***** Dataset excerpts

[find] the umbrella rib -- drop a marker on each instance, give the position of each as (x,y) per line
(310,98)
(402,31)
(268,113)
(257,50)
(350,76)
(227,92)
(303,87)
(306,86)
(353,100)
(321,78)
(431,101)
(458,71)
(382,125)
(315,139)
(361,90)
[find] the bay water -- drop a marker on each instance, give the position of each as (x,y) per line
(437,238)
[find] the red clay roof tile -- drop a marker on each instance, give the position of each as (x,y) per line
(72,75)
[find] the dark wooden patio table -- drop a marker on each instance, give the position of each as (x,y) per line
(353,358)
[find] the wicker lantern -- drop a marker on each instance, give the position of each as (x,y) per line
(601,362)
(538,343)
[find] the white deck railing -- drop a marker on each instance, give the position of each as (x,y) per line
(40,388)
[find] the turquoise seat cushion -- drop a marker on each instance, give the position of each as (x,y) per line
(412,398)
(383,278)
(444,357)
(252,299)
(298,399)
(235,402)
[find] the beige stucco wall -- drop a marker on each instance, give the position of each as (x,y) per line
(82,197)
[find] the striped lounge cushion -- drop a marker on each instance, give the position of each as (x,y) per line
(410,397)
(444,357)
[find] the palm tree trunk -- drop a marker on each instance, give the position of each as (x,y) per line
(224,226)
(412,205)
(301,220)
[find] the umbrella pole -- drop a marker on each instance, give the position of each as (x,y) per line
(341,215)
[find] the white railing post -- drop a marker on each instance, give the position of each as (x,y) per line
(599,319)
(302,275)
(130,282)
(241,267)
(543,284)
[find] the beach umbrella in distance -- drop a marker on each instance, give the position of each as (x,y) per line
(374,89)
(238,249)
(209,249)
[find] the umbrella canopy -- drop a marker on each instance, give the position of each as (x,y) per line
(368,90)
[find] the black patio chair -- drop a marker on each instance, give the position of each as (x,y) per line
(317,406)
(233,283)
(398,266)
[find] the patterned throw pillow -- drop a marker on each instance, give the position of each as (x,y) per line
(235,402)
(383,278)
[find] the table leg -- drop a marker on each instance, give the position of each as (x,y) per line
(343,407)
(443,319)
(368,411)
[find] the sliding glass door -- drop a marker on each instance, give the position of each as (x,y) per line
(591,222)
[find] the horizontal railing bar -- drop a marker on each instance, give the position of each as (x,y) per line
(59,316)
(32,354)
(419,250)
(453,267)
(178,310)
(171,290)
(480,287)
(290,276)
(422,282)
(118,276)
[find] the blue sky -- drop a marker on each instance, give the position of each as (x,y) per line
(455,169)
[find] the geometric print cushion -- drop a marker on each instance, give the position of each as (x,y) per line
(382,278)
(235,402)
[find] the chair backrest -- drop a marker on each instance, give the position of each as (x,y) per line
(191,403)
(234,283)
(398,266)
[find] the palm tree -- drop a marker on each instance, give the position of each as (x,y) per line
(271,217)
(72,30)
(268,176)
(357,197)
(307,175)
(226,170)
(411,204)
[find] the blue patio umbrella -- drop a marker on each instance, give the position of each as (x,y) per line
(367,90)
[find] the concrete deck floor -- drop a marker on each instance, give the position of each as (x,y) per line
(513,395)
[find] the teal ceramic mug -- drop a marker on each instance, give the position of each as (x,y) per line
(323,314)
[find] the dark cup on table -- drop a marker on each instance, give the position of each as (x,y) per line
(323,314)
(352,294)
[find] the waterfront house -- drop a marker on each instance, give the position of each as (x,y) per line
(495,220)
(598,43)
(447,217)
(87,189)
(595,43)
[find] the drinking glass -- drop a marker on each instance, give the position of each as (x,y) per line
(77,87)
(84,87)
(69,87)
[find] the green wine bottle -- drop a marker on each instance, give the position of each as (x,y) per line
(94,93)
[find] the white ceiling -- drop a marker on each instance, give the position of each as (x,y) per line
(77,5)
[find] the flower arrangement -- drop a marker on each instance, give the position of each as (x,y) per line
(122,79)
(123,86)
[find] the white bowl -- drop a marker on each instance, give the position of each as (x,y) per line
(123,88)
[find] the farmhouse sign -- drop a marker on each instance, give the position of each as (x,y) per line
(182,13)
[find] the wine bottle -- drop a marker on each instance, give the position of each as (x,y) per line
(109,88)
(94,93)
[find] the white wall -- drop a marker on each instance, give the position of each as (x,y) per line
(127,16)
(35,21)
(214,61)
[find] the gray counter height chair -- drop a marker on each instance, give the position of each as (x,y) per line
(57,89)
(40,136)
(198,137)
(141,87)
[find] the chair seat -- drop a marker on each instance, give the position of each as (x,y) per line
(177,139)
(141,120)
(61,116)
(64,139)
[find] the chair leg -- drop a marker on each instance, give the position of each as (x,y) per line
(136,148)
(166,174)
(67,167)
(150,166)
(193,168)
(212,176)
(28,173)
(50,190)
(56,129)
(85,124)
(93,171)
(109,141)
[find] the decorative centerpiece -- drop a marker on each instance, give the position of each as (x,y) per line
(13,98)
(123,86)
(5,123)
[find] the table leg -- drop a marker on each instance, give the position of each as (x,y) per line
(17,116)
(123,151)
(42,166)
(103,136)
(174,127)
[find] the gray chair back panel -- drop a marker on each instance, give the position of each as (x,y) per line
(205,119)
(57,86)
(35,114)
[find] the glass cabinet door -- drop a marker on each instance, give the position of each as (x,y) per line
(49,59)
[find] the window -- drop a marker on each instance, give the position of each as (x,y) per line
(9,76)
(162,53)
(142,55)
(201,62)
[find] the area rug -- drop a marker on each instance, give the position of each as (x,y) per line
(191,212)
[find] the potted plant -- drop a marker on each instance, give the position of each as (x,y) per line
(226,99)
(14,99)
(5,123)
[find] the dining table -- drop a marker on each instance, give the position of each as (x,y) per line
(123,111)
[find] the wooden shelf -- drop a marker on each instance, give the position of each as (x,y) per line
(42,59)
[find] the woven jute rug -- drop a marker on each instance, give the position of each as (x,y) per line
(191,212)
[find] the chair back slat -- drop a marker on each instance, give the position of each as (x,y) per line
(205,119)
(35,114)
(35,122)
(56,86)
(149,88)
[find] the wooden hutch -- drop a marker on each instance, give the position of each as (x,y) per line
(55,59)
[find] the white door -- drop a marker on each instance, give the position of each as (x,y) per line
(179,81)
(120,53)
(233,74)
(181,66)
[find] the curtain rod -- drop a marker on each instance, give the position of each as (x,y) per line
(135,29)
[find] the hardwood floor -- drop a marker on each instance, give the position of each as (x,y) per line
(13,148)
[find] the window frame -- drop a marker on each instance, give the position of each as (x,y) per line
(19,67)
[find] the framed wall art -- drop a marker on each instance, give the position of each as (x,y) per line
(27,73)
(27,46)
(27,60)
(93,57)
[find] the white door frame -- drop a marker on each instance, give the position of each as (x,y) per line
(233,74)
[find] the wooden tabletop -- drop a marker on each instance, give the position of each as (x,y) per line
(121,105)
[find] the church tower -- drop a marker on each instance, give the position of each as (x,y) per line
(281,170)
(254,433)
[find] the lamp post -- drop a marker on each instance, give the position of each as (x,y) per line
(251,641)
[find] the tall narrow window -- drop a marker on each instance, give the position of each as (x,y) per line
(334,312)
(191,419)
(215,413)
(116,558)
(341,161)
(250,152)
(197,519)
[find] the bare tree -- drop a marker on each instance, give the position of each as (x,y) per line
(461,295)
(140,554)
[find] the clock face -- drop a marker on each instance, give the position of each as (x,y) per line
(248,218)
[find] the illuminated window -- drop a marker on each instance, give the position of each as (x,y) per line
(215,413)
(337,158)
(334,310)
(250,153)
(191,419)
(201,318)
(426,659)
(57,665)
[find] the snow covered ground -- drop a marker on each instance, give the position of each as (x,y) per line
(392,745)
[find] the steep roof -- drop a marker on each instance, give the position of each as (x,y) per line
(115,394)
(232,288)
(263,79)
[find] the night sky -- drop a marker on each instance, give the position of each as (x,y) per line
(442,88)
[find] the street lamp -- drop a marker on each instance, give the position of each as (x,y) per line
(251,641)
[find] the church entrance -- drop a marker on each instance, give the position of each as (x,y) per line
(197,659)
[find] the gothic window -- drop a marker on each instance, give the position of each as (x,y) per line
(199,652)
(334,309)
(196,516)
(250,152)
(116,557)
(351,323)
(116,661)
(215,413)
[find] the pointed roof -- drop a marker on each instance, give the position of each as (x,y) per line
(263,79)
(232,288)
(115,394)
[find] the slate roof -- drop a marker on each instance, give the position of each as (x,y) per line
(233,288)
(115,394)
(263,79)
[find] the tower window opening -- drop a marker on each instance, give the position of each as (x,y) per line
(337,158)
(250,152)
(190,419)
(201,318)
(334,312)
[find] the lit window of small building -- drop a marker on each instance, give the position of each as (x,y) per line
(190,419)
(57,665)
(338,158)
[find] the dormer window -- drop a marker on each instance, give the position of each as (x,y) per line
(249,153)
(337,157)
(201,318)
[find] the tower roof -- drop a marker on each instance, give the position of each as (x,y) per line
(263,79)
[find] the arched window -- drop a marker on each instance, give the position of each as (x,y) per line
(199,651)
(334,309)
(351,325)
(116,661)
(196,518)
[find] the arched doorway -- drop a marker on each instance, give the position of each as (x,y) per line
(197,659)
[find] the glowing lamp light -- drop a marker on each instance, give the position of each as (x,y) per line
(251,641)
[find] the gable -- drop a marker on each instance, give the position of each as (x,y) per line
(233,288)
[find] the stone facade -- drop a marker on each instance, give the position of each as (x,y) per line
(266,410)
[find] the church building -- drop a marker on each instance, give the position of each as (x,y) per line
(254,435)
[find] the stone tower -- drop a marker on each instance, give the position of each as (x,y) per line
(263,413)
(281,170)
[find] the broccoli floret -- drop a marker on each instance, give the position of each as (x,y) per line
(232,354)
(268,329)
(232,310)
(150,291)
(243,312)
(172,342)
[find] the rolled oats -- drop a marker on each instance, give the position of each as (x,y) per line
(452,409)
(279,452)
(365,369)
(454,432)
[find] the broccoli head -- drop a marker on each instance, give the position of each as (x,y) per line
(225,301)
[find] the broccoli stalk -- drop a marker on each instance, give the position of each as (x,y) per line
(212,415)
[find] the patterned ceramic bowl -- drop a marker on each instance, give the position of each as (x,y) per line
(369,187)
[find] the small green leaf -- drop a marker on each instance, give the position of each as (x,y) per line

**********

#### Exercise objective
Everything from the line that contains "[find] the dormer" through the end of the records must be duplicated exactly, and nothing outside that range.

#### Response to this task
[find] the dormer window -- drop a marker on each instance, give the position of each as (x,y) per line
(249,153)
(337,157)
(201,318)
[find] the tower roof -- drop a marker on each instance, give the position of each as (x,y) per line
(263,79)
[find] the arched window -- drop a marker on each instance, give the position of each as (x,y) per line
(199,651)
(334,309)
(351,325)
(116,661)
(196,518)
[find] the arched doorway -- drop a marker on each instance, give the position of each as (x,y) per line
(197,659)
[find] the glowing lamp light -- drop a marker on each instance, give the position of each as (x,y) per line
(251,641)
[find] the gable -- drop a marker on each instance, give the position of each as (x,y) per line
(233,288)
[find] the stone facade -- drop a marker on each instance, give the position of each as (x,y) per line
(266,410)
[find] the church building -- drop a marker on each instance, give the position of each as (x,y) per line
(254,435)
[find] the stone tower -- drop a marker on each instance, give the position of each as (x,y) per line
(263,413)
(281,170)
[find] the broccoli floret -- drop a marker on each instance, give the position of each as (x,y) per line
(232,354)
(268,329)
(232,310)
(150,291)
(243,312)
(172,342)
[find] the rolled oats -- drop a marker on each instance, give the position of each as (x,y) per line
(452,409)
(279,452)
(365,369)
(454,432)
[find] the broccoli head -- drop a marker on each instance, give the position of each as (x,y) per line
(225,301)
[find] the broccoli stalk -- drop a marker on each instance, give the position of each as (x,y) per line
(212,415)
[find] the patterned ceramic bowl -- drop a marker on each instance, give the position of each as (x,y) per line
(369,187)
[find] the small green leaf -- drop a marker on each instance, give the position of each as (x,y) per line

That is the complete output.